Start of Selection

Alexandria’s debut album – last year’s Alexandria – took us by surprise, so much so that we actually missed it at the time. Produced by Awful Records’ Ethereal, it took the framework of Aaliyah’s stone-cold-classic Aaliyah and dragged it into 2014, embellishing it with a few dusty rave memories for good measure. Bad might be even better – Alexandria gains confidence on the mic and Ethereal heads further into the abyss with his phenomenal selection of beats; just peep the title track and tell us you’re not hooked.


ANAMAI
Sallows
(Buzz Records)

Those of you desperate for more reverb-drenched vocal-laced material that inhabits the same realm as Portland’s Grouper need look no further. ANAMAI’s debut album Sallows blends Anna Mayberry’s haunting songs with Egyptrixx’s subtle production and the result is charming and oddly beautiful. It’s not a record that needs to shout and scream to make you take notice; it unfolds slowly, thoughtfully and delicately. In 2015, as we’re subjected to a barrage of YouTube comments, promoted tweets and Soundcloud drops, that’s a blessing.


https://www.youtube.com/watch?v=KqzTRYn2hi8

Björk
Vulnicura
(One Little Indian)

“Its comparatively conventional sound may bring to mind earlier albums, but Vulnicura never feels like a rehashing of old ideas. Rather, it’s as if, as she sings on ‘Black Lake’, Björk is “a glowing shiny rocket / Returning home”. As such, Vulnicura is better taken as a companion to her earlier work than a step backwards from the innovations of Medulla, Volta and Biophilia. It may be her way of relating and dealing with a narrative that is hers alone, but the outcome is Björk’s most fully realised, accessible record in years.” Read the full review.


Dawn Richard
Blackheart
(Our Dawn)

The best Björk record of 2015 isn’t actually Vulnicura. Dawn Richard – previously of Making the Band supergroup Danity Kane and Dirty Money – has landed on a career-best with Blackheart, an album that blends her massive multitude of influences, from Afro-futurist pop to crystalline electronics, into a mindbogglingly coherent narrative. It’s the kind of album that takes multiple listens to unravel, and one that gets better and better with every subsequent spin.


Eartheater
Metalepsis
(Hausu Mountain)

End of Selection
Start of Provided records

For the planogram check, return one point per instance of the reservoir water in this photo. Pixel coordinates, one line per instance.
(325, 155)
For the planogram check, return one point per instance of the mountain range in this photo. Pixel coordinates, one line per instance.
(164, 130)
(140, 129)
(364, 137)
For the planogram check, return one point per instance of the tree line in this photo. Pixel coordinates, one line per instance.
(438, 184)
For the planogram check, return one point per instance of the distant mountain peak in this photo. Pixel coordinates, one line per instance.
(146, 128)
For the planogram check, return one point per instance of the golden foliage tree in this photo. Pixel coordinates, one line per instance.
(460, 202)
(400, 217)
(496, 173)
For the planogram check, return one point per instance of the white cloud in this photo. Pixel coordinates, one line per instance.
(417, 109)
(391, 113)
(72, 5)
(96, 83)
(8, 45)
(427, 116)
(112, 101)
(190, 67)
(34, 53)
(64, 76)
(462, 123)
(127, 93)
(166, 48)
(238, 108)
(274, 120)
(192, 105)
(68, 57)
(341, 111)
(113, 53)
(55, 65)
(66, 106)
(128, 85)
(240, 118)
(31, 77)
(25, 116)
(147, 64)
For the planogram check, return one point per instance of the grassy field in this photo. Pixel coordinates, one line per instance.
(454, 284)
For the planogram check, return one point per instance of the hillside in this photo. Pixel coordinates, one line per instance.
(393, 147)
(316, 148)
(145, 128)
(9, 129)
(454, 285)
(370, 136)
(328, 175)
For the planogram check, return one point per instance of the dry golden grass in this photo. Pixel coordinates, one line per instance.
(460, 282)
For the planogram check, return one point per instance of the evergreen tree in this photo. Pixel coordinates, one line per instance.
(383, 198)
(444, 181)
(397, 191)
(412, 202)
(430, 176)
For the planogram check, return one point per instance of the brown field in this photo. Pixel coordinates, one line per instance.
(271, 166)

End of Provided records

Task requirements:
1 – Duplicate everything in the album roundup from "https://www.youtube.com/watch?v=KqzTRYn2hi8" down to "Read the full review.".
2 – Give everything in the rows from the line containing "of the grassy" down to the last row as a numbered list, leaving out blank lines.

Full solutions:
1 –
https://www.youtube.com/watch?v=KqzTRYn2hi8

Björk
Vulnicura
(One Little Indian)

“Its comparatively conventional sound may bring to mind earlier albums, but Vulnicura never feels like a rehashing of old ideas. Rather, it’s as if, as she sings on ‘Black Lake’, Björk is “a glowing shiny rocket / Returning home”. As such, Vulnicura is better taken as a companion to her earlier work than a step backwards from the innovations of Medulla, Volta and Biophilia. It may be her way of relating and dealing with a narrative that is hers alone, but the outcome is Björk’s most fully realised, accessible record in years.” Read the full review.

2 –
1. For the planogram check, return one point per instance of the grassy field in this photo. Pixel coordinates, one line per instance.
2. (454, 284)
3. For the planogram check, return one point per instance of the hillside in this photo. Pixel coordinates, one line per instance.
4. (393, 147)
5. (316, 148)
6. (145, 128)
7. (9, 129)
8. (454, 285)
9. (370, 136)
10. (328, 175)
11. For the planogram check, return one point per instance of the dry golden grass in this photo. Pixel coordinates, one line per instance.
12. (460, 282)
13. For the planogram check, return one point per instance of the evergreen tree in this photo. Pixel coordinates, one line per instance.
14. (383, 198)
15. (444, 181)
16. (397, 191)
17. (412, 202)
18. (430, 176)
19. For the planogram check, return one point per instance of the brown field in this photo. Pixel coordinates, one line per instance.
20. (271, 166)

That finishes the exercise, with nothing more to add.